YOUR TASKS
**a)** Copy a passage from the post about the T72 autoloader, starting at the words containing "That said, looking" and ending after "charcoal NBC suits.".
**b)** According to the post about the T72 autoloader, how did the autoloader's speed compare with that of a good human loader?
**c)** Write the next part of the post about the T72 and T64 tanks, picking up after its final sentence.

TEXT SECTION

■ ■ ■ ■

Yes. Apparently after their Afghan adventure, the Russians had a lot of one-armed former T72 gunners begging on the streets of Moscow.

 

All very well having an autoloader to save a crewman (and increase the size of your tank forces by 1/3 without having to train a single new conscript) and shrink the turret, but it was the Soviets rather than NATO who played with chemical weapons and I am told the autoloader was a lot slower than a good human loader, which meant that between ejecting an empty case and loading a fresh fresh to restore the obturation, the gun would have been a massive hole in the tank's NBC protection.

 

That said, looking at this video, the NBC seal in the T72 wasn't too hot around the turret ring either. I bet crews loved living in rubber NBC suits for days on end. Thank goodness for non-woven charcoal NBC suits.

 

One thing has always puzzled me. T72 and T64 are fundamentally the same vehicle (externally, T64 has heavy tank roadwheels and return rollers in the style of KV1 and 2, and the IS series while T72 has medium tank roadwheels in the style of T34, T44, T54/55 and T62 and the layout of hull and turret attachments are different - I could never get my head around which one had the searchlight on which side, not helped when the recognition instructor displayed the slide back to front ...) yet much is made of the T72 autoloader, but not that of the T64.

■ ■ ■ ■

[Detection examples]
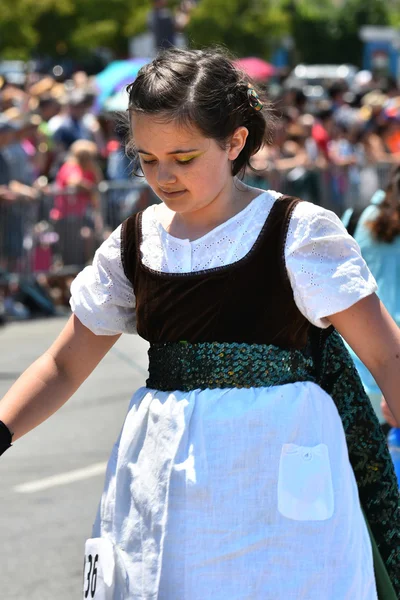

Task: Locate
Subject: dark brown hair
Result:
[127,48,275,175]
[368,166,400,244]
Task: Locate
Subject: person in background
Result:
[342,166,400,422]
[147,0,176,50]
[50,140,103,266]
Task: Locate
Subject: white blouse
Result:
[70,191,377,335]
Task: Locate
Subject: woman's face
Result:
[131,113,247,213]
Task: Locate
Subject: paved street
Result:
[0,318,147,600]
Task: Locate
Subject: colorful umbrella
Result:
[233,56,277,81]
[95,58,149,110]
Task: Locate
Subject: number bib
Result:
[83,538,115,600]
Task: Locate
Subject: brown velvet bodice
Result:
[121,196,310,348]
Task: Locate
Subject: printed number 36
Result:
[85,554,99,598]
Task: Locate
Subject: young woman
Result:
[0,50,400,600]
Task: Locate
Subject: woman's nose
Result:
[157,164,176,186]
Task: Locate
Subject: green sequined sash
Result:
[146,328,400,600]
[146,342,316,392]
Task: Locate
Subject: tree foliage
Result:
[0,0,400,64]
[187,0,288,58]
[288,0,393,66]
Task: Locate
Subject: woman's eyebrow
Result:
[136,148,199,156]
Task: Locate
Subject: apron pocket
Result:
[278,444,334,521]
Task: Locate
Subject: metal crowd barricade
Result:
[0,164,391,284]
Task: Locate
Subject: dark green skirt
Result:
[364,515,398,600]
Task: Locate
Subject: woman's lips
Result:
[160,188,186,198]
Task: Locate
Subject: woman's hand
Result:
[329,294,400,423]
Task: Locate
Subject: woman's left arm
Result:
[328,294,400,423]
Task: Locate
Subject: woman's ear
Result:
[228,127,249,160]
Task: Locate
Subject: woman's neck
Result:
[157,180,261,241]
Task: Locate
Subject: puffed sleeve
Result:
[70,226,135,335]
[285,202,377,328]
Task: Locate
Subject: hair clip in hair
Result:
[247,83,264,110]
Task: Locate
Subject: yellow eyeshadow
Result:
[178,152,203,162]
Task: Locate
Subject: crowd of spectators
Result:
[248,71,400,215]
[0,62,400,312]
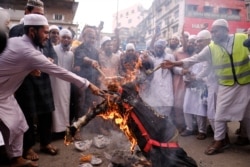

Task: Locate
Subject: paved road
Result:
[0,123,250,167]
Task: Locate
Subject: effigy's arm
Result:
[64,100,108,145]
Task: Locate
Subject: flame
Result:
[98,55,142,152]
[98,100,137,153]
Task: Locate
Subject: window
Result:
[164,17,170,25]
[174,10,179,19]
[203,6,213,13]
[53,14,64,20]
[172,24,178,33]
[247,5,250,21]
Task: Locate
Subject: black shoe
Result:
[234,136,250,146]
[181,129,195,137]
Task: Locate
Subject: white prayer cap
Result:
[0,9,10,28]
[23,14,49,26]
[49,25,60,31]
[212,19,228,29]
[126,43,135,50]
[154,39,167,47]
[100,36,111,46]
[59,28,72,38]
[197,30,211,39]
[184,31,190,37]
[26,0,43,8]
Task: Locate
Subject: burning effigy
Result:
[65,52,197,167]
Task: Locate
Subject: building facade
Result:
[0,0,78,34]
[140,0,250,40]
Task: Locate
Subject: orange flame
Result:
[98,101,137,152]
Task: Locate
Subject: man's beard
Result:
[155,51,164,57]
[187,47,195,55]
[105,49,113,56]
[33,34,44,48]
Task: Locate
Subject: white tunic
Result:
[183,63,207,116]
[140,54,175,115]
[0,35,89,144]
[50,44,74,132]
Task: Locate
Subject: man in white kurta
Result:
[162,19,250,155]
[50,29,74,133]
[0,14,99,167]
[140,39,181,121]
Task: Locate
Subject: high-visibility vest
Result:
[209,33,250,86]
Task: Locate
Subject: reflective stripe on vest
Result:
[209,33,250,86]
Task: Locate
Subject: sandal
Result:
[196,133,207,140]
[23,148,39,161]
[74,130,82,141]
[40,144,58,155]
[205,140,228,155]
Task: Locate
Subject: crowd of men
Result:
[0,0,250,167]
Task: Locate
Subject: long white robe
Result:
[50,44,74,132]
[0,35,89,144]
[183,63,207,116]
[140,54,175,115]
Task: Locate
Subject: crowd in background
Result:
[0,0,250,166]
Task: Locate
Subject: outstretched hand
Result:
[161,60,175,69]
[89,83,104,95]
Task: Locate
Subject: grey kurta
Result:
[0,35,89,143]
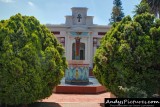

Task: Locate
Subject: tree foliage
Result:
[0,14,67,105]
[110,0,124,24]
[141,0,160,18]
[93,2,160,98]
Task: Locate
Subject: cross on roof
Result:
[77,14,82,22]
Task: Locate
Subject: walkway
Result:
[42,92,114,107]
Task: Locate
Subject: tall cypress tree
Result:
[109,0,124,24]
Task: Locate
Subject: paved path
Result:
[42,92,114,107]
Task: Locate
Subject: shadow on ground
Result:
[0,102,62,107]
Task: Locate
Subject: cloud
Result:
[0,0,15,3]
[28,1,34,7]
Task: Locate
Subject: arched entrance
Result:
[72,43,85,60]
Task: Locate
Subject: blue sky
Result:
[0,0,141,25]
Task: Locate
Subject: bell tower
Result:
[71,7,88,25]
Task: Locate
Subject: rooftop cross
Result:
[77,14,82,22]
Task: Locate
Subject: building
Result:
[46,7,110,71]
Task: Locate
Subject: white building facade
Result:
[46,7,110,69]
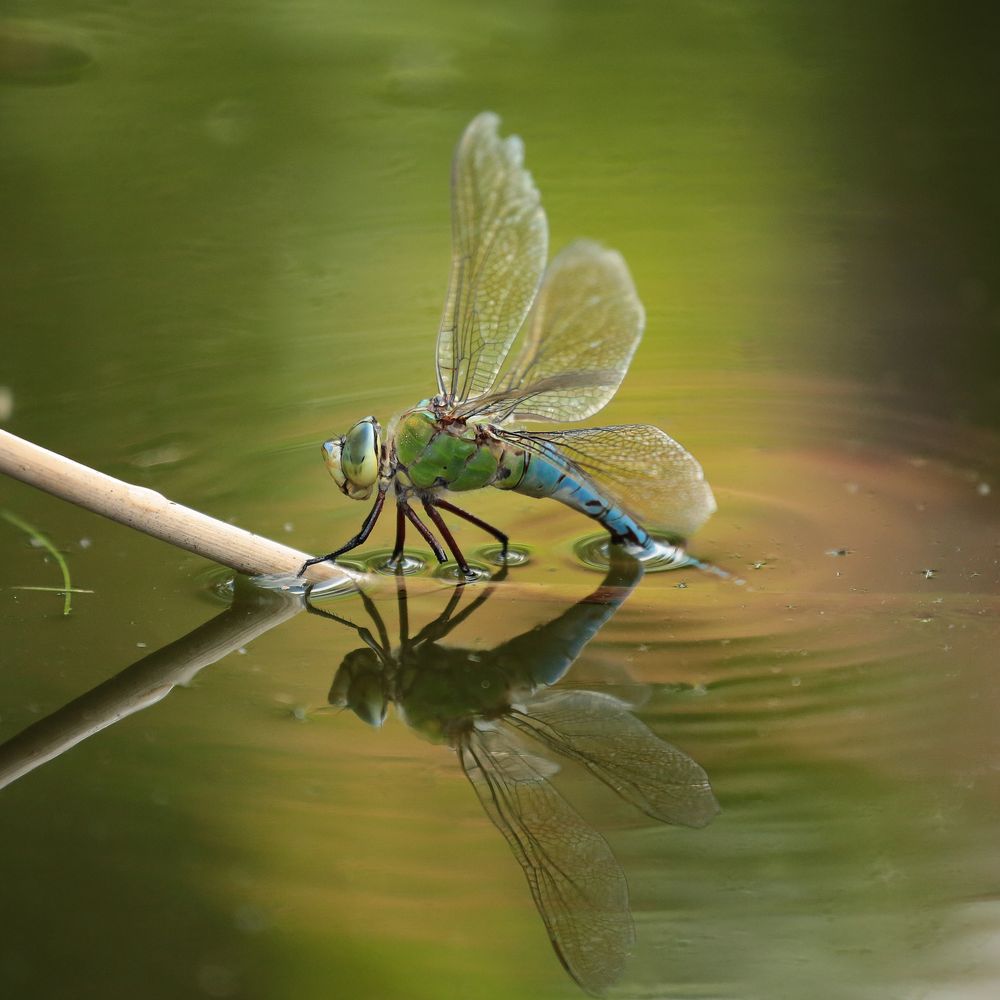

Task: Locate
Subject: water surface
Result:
[0,2,1000,1000]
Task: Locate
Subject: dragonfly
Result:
[314,546,719,996]
[299,112,716,579]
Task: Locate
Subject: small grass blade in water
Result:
[0,510,73,615]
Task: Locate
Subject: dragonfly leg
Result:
[400,501,448,562]
[423,500,476,580]
[295,490,385,576]
[386,494,406,569]
[434,500,510,563]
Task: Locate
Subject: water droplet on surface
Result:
[363,549,428,576]
[476,545,531,566]
[573,532,731,579]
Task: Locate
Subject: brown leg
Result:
[295,490,385,576]
[401,502,448,562]
[423,500,476,579]
[434,500,510,562]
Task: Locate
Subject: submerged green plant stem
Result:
[0,510,73,615]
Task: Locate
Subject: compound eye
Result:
[340,417,382,487]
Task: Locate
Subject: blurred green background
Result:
[0,0,1000,1000]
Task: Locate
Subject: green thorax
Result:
[391,400,524,493]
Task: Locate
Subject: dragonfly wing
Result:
[495,424,715,538]
[437,112,548,402]
[511,690,719,827]
[459,728,634,994]
[462,240,645,423]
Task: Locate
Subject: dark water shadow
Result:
[309,546,719,994]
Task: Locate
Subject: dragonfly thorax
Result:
[323,417,382,500]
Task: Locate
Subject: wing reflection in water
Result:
[311,546,719,994]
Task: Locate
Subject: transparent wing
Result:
[459,729,634,994]
[437,112,548,401]
[458,240,645,423]
[510,690,719,827]
[496,424,715,538]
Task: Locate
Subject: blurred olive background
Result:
[0,0,1000,1000]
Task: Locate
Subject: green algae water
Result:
[0,0,1000,1000]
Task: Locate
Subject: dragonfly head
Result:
[323,417,382,500]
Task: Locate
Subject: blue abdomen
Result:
[500,446,650,548]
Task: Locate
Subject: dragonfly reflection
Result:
[311,546,718,994]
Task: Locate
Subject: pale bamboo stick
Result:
[0,430,360,583]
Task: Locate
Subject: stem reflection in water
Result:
[310,546,719,994]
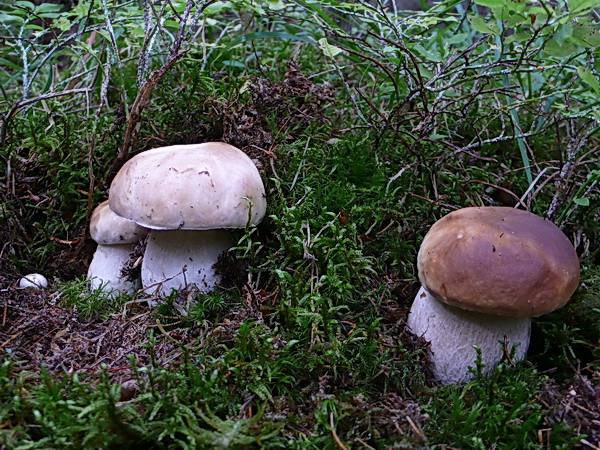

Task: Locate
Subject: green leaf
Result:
[413,44,442,62]
[545,39,578,57]
[505,31,531,44]
[444,33,469,45]
[0,58,23,70]
[469,16,500,36]
[269,0,285,11]
[319,38,342,58]
[15,0,35,10]
[568,0,598,12]
[573,23,600,47]
[475,0,507,8]
[577,67,600,95]
[554,23,573,45]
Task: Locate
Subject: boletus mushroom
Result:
[87,200,148,296]
[408,206,579,384]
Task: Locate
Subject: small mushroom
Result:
[109,142,266,294]
[87,201,148,295]
[19,273,48,289]
[408,207,579,384]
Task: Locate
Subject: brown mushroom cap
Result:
[417,206,579,317]
[109,142,266,230]
[90,200,148,245]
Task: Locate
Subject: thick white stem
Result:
[407,287,531,385]
[87,244,141,295]
[142,230,234,295]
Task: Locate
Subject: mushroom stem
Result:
[407,287,531,385]
[142,230,234,295]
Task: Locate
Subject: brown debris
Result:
[539,369,600,449]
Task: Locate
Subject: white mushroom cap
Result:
[90,200,148,245]
[417,206,579,317]
[109,142,266,230]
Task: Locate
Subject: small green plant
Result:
[59,278,131,321]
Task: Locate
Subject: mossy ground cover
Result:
[0,1,600,448]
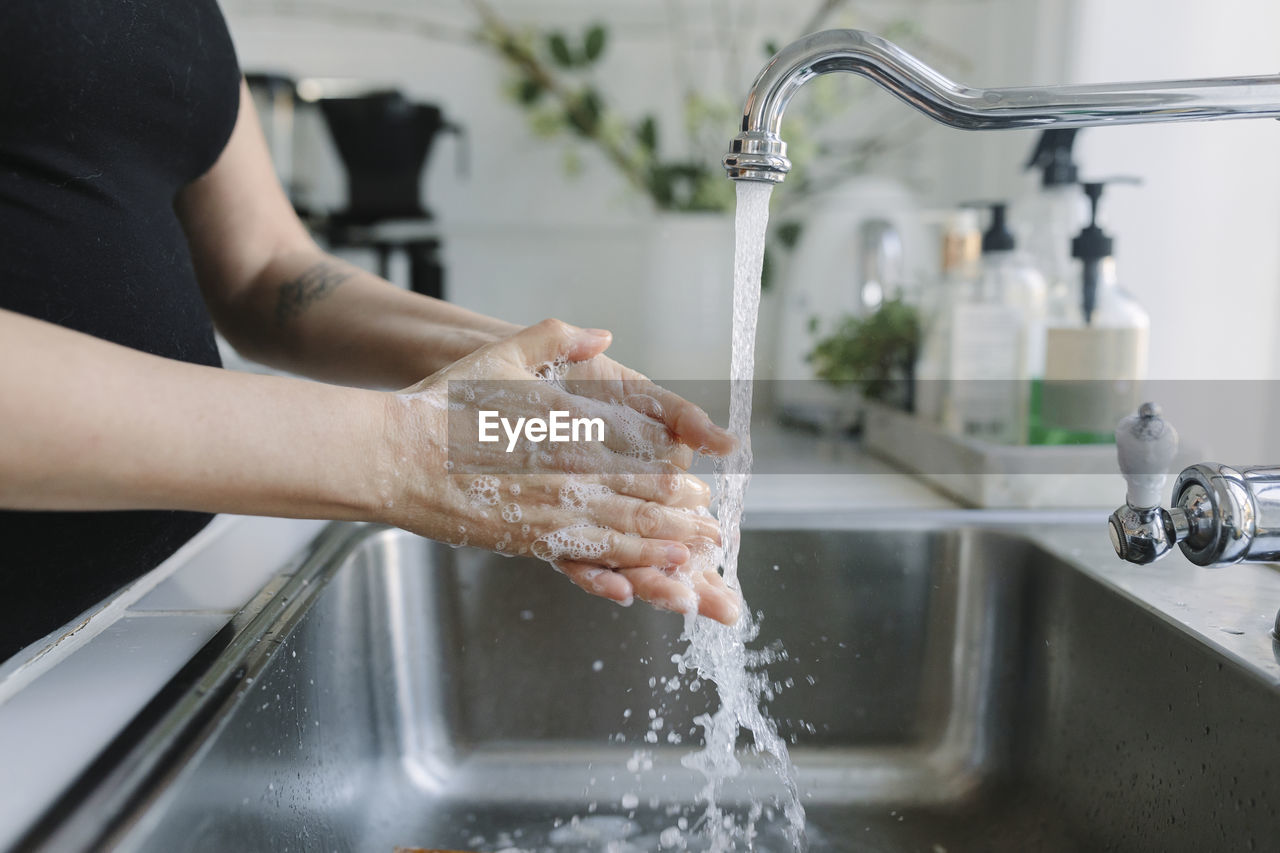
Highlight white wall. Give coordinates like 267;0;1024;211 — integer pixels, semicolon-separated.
1070;0;1280;379
225;0;1280;394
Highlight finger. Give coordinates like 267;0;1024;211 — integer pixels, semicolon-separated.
566;393;694;470
691;571;742;625
600;471;712;510
552;560;635;607
499;319;613;368
589;494;721;544
616;566;741;625
530;524;690;569
570;368;737;456
532;444;710;506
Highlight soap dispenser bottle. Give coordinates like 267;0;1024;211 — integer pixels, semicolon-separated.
915;207;982;424
1012;128;1089;310
946;202;1046;444
1034;178;1151;444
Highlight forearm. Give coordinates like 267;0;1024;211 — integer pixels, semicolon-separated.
215;247;518;388
0;311;384;519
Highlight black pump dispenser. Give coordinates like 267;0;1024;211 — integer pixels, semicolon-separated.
982;201;1018;255
1025;127;1079;187
1071;181;1115;323
1071;177;1142;323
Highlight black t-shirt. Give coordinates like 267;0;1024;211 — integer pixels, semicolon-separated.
0;0;239;660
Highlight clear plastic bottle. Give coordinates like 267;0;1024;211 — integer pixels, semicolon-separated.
945;204;1047;444
915;209;982;423
1011;128;1089;315
1032;182;1151;444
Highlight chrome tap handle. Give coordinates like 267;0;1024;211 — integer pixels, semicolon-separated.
1116;402;1178;510
1107;402;1187;564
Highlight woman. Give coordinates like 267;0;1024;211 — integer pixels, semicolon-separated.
0;0;737;660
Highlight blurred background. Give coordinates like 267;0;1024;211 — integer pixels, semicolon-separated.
224;0;1280;481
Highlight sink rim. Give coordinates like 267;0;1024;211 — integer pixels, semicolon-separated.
15;508;1280;849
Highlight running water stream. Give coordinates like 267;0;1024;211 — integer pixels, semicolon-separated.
680;181;804;853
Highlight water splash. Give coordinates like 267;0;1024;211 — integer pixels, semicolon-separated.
680;181;805;853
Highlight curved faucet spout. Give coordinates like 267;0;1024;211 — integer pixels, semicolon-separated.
724;29;1280;183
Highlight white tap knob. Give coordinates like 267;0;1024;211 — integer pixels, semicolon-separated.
1116;402;1178;510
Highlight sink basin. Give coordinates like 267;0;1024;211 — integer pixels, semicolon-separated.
24;514;1280;853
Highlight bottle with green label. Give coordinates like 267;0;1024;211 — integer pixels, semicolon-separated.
945;202;1046;444
1032;181;1151;444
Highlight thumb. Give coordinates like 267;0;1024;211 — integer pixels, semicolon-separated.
506;313;613;368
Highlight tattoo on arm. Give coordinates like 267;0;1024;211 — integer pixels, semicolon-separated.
275;260;356;327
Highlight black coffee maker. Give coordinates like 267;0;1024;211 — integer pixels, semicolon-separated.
319;90;466;298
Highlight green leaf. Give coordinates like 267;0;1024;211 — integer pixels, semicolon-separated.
636;115;658;154
564;87;604;136
582;24;607;63
516;79;544;106
547;32;573;68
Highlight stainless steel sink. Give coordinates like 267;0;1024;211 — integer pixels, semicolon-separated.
22;514;1280;853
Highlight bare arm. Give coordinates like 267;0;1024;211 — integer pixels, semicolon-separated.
178;79;518;388
0;310;737;621
0;310;385;519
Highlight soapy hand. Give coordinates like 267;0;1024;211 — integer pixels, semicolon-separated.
381;320;740;624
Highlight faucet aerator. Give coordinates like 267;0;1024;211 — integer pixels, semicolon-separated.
723;131;791;183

■ ■ ■ ■

ANSWERS TO EACH TASK
**a)**
That said, looking at this video, the NBC seal in the T72 wasn't too hot around the turret ring either. I bet crews loved living in rubber NBC suits for days on end. Thank goodness for non-woven charcoal NBC suits.

**b)** The writer was told the autoloader was a lot slower than a good human loader.

**c)**
 

Surely if the T64, being the same shape and size, also only had a three-man crew, it would also have an autoloader and gunners' arms would meet the same fate?

 

Or, because the T64 was issued to Russian troops whereas the T72 was exported to WarPac countries, and the better-trained Russian commanders were able to dual-role as loaders in the same way as CVR(T) commanders? Or better-trained gunners knew to keep there arms out of reach of the autoloader?

 

But hang on, It was the Russians who invaded Afghanistan. what were they doing in T72s? Was the entire stock of T64s deployed along the IGB with 3 Shock Army et al waiting to roll through the Bundesrepublik, so all they could deploy to the 'Stan were the lesser T72s?

 

What a can of worms this has opened in my mind!!!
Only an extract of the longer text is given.